Re: [PATCH 1/2] mm: limit the scope of vma_start_read()

linux-mm.kvack.org archive mirror
 help / color / mirror / Atom feed

From: Lorenzo Stoakes <lorenzo.stoakes@oracle.com>
To: Suren Baghdasaryan <surenb@google.com>
Cc: akpm@linux-foundation.org, jannh@google.com,
	Liam.Howlett@oracle.com, vbabka@suse.cz, pfalcato@suse.de,
	linux-mm@kvack.org, linux-kernel@vger.kernel.org
Subject: Re: [PATCH 1/2] mm: limit the scope of vma_start_read()
Date: Thu, 31 Jul 2025 12:12:48 +0100	[thread overview]
Message-ID: <dfb9e654-620e-4658-9ebf-96f531f3bc90@lucifer.local> (raw)
In-Reply-To: <20250731013405.4066346-1-surenb@google.com>

One small nit, or maybe just _my_ personal preference :P could you use a
cover letter for these? As I find the 2/2 replying to the 1/2 thing a bit
weird.

Possibly a 'Lorenzo' thing though ;)

On Wed, Jul 30, 2025 at 06:34:03PM -0700, Suren Baghdasaryan wrote:
> Limit the scope of vma_start_read() as it is used only as a helper for
> higher-level locking functions implemented inside mmap_lock.c and we are
> about to introduce more complex RCU rules for this function.
> The change is pure code refactoring and has no functional changes.
>
> Suggested-by: Vlastimil Babka <vbabka@suse.cz>
> Signed-off-by: Suren Baghdasaryan <surenb@google.com>

I've checked this carefully, compiles locally + all fine with no
perceivable delta other than move so:

Reviewed-by: Lorenzo Stoakes <lorenzo.stoakes@oracle.com>

> ---
>  include/linux/mmap_lock.h | 85 ---------------------------------------
>  mm/mmap_lock.c            | 85 +++++++++++++++++++++++++++++++++++++++
>  2 files changed, 85 insertions(+), 85 deletions(-)

* Brief 1
Update the records from the line containing "Practice step: put one dot on the woman with" down to the end of the records, changing "shoulder bag" to "tote bag" and leaving everything else as it is. Leave the pictures out of your answer.
The mailing-list message above has nothing to do with the records.

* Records
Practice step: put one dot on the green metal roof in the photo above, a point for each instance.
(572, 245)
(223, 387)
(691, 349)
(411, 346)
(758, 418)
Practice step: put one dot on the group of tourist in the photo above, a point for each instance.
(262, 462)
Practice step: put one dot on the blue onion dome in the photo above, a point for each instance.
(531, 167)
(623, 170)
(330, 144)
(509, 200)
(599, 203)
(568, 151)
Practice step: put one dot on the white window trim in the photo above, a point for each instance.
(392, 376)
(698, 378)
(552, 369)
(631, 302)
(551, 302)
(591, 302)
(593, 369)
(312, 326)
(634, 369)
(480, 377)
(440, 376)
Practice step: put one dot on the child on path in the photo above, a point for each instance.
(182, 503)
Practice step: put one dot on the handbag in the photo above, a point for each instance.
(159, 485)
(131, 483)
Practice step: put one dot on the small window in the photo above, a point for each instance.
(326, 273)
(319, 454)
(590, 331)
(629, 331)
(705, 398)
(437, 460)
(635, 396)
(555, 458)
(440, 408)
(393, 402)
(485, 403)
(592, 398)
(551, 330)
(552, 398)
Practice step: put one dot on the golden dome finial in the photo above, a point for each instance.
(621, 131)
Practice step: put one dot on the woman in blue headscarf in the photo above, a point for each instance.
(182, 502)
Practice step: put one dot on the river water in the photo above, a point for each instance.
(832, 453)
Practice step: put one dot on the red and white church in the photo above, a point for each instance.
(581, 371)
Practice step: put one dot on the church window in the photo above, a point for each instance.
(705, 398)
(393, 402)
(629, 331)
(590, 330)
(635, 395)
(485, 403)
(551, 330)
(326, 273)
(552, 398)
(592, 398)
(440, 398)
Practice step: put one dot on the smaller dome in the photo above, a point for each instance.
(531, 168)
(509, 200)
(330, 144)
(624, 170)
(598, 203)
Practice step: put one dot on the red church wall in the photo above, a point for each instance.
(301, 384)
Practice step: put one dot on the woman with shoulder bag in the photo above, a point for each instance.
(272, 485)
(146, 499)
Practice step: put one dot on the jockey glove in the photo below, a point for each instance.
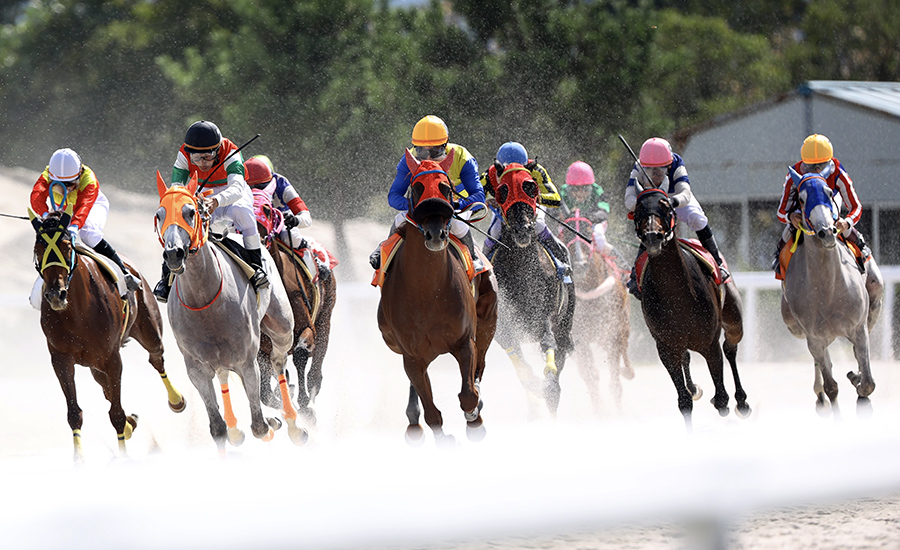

* Brief 2
Which email addresses appear in the Cc field of the mailing-list message?

* Final answer 1
Practice step: put one dot on the woman with tote bag in the photo above, a point for each instance.
(272, 485)
(146, 499)
Practice step: put one dot on the jockey glove in the photo below, a point for each instance.

* Final answer 2
akpm@linux-foundation.org
jannh@google.com
Liam.Howlett@oracle.com
vbabka@suse.cz
pfalcato@suse.de
linux-mm@kvack.org
linux-kernel@vger.kernel.org